Extrait de page:
-------------------------
# Service de navigation sécurisée Google indisponible...



## stéphane83 (17 Juin 2012)

Salut,
Sans les préférences de Safari / Sécurité dans la section Sites frauduleux un avertissement est indiqué avec un tringle jaune et un point d'exclamation indiquant que le service de navigation Google est indisponible et aucune mise à jour effectuée depuis 2 jours...
Comment remédier à cela?
De plus je reçois depuis quelques temps des spams sur ma messagerie Gmail...
Avez vous des pistes?


----------



## pocket08 (21 Janvier 2013)

Bonjour, j'ai le même problème que vous avec mon macbook pro et je n'arrive plus à aller sur internet lorsque j'ouvre safari il n'arrive pas à charger l'adresse des sites.

Donc j'aurais voulu savoir si vous aviez trouvé une solution pour enlever cette remarque.


----------



## stéphane83 (21 Janvier 2013)

Décocher l'option d'avertissement des sites frauduleux réinitialiser Safari et cocher à nouveau l'option.
Je ne sais pas pourquoi ce triangle apparaît par intermittence.


----------



## jimmy852 (12 Février 2014)

J'ai le même soucis et décocher et recocher n'a pas fonctionner ca revient.
Depuis 2jours je ne peux plus aller sur aucun site avec la wifi de ma faculté safari me dit qu'il ne peut pas car non sécuriseé.en dait je ne peux meme plus arriver a la page d'identification. J'accepte les autorisation mais rien. J'ai réinitialiser mais rien.. Ca me saoule 
Une solution ?
Merci bien


----------



## pascalformac (12 Février 2014)

tester d'autres navigateurs et d'autres sessions


----------
-------------------------
Données enregistrées:

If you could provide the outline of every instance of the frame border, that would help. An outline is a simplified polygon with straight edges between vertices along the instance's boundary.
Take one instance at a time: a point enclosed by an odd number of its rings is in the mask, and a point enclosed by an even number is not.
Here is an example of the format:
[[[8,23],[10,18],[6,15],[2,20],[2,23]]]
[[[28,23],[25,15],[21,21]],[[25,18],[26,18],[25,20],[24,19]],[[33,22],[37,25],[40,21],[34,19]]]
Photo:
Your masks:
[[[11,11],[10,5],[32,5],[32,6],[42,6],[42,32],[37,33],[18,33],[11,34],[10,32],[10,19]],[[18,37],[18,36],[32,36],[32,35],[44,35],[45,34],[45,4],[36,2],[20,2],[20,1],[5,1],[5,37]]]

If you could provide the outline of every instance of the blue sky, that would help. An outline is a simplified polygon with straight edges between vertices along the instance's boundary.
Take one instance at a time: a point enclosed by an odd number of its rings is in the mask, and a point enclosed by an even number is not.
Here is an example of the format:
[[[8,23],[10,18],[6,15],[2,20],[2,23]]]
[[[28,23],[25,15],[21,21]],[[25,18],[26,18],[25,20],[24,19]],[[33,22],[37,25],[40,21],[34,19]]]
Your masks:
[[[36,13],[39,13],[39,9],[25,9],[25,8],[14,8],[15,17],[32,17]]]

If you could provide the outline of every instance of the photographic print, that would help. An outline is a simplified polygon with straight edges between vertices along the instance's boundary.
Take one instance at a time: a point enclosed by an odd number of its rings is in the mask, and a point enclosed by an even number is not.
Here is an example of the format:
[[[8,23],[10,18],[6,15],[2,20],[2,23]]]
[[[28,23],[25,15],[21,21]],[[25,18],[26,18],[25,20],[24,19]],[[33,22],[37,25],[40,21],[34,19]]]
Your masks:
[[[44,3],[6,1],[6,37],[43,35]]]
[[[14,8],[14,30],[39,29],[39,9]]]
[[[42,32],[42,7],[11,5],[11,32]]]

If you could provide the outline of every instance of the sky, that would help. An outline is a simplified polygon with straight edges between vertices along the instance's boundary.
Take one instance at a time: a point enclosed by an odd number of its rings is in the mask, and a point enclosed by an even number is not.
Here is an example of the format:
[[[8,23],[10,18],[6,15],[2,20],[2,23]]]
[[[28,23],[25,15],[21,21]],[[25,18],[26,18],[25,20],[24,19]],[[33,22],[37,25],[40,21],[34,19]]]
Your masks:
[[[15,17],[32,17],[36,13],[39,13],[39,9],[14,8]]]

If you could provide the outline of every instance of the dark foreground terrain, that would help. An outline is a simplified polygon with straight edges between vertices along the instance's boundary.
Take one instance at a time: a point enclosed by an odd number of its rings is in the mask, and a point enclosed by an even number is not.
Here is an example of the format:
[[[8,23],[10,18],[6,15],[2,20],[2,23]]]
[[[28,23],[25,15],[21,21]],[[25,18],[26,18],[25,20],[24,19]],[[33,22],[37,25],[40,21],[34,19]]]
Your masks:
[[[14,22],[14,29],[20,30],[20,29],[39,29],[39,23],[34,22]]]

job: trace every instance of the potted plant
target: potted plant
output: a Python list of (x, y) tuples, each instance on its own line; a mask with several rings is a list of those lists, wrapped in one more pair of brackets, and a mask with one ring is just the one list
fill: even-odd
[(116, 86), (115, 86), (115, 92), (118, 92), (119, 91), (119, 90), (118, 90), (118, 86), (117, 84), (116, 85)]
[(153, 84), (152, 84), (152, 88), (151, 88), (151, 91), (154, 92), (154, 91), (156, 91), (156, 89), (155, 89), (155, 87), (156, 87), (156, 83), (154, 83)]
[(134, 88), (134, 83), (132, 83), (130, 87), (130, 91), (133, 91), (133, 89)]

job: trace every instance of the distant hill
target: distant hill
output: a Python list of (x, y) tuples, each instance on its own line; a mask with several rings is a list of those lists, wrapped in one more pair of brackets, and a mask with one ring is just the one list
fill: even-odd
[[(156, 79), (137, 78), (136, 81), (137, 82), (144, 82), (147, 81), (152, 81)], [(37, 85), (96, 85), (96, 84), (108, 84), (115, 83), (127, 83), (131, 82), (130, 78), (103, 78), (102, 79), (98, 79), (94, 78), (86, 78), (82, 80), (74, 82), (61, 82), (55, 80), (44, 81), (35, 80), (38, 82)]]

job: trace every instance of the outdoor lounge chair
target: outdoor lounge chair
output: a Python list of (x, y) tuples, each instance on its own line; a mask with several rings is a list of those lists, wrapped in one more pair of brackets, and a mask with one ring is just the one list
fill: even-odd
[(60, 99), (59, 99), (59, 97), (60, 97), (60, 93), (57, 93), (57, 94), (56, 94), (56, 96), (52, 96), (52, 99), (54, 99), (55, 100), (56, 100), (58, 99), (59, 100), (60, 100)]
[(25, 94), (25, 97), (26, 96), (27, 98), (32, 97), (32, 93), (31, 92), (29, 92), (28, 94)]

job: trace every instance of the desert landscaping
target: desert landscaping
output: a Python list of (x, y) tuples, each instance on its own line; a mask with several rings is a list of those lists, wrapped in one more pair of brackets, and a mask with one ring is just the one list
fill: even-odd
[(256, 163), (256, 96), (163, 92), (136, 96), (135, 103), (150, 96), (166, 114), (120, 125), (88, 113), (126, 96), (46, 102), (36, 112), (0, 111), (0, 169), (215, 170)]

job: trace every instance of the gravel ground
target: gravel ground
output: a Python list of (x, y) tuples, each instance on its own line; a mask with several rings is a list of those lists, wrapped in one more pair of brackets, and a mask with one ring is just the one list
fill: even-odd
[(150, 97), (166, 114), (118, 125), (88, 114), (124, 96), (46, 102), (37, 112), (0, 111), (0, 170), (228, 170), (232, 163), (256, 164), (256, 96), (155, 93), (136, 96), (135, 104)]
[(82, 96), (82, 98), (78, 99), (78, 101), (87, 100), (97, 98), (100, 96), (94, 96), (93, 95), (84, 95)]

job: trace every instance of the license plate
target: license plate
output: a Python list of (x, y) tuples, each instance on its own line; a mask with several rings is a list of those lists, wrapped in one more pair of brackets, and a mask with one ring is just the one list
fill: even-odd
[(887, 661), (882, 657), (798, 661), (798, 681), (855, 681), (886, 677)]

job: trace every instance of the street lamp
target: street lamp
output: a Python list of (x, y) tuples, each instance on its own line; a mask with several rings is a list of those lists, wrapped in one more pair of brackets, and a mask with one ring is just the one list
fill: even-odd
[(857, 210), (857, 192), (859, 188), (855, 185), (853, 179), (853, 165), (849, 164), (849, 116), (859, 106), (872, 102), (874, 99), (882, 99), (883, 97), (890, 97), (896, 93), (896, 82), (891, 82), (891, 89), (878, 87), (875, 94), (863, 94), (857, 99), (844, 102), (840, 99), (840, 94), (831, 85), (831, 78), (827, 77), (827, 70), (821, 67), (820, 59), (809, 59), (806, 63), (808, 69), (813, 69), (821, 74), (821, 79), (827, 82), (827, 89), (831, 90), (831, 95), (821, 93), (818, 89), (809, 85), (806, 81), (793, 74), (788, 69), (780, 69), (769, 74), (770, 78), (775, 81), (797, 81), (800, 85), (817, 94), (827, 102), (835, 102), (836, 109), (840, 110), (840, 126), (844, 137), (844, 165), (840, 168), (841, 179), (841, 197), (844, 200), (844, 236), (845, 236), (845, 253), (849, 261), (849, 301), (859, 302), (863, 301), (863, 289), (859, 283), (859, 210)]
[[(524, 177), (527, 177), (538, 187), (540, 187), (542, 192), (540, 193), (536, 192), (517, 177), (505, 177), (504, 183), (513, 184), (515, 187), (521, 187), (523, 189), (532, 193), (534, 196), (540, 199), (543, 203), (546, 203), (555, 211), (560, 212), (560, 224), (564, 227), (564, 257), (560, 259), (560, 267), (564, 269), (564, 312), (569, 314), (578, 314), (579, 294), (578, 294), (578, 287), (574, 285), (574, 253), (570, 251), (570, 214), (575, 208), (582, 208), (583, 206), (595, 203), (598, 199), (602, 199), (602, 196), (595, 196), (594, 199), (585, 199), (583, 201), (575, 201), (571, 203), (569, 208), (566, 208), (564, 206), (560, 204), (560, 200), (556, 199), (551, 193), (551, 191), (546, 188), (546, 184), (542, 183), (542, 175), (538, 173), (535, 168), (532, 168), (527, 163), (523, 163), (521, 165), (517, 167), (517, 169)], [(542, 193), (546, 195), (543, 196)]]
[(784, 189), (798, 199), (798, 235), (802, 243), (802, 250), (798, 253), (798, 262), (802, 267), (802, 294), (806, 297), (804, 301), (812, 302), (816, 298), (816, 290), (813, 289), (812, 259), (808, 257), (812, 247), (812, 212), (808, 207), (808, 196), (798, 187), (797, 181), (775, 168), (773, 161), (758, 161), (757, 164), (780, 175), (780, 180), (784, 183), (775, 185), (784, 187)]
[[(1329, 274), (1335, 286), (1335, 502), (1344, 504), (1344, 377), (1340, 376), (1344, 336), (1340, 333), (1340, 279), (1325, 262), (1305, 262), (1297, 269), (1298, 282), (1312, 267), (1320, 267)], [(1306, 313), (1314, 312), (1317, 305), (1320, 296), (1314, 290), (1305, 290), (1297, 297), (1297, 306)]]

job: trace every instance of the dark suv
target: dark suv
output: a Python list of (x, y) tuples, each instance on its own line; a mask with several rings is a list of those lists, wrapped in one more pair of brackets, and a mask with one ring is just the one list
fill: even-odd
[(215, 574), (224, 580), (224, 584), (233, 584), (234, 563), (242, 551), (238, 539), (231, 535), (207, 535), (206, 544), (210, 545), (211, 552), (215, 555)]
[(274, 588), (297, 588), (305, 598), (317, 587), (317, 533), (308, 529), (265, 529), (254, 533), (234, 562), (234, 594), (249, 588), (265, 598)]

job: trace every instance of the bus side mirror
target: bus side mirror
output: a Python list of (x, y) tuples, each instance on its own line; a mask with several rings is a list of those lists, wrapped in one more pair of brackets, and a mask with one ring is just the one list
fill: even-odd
-------------------------
Consigne 1: D'après l'extrait de page, quelle manipulation stéphane83 propose-t-il le 21 janvier 2013 pour faire disparaître l'avertissement ?
Consigne 2: Recopiez le passage de l'extrait de page qui commence aux mots « De plus je reçois » et s'arrête après les mots « l'adresse des sites. ».

Réponse 1: Décocher l'option d'avertissement des sites frauduleux, réinitialiser Safari, puis cocher à nouveau l'option.

Réponse 2:
De plus je reçois depuis quelques temps des spams sur ma messagerie Gmail...
Avez vous des pistes?


----------



## pocket08 (21 Janvier 2013)

Bonjour, j'ai le même problème que vous avec mon macbook pro et je n'arrive plus à aller sur internet lorsque j'ouvre safari il n'arrive pas à charger l'adresse des sites.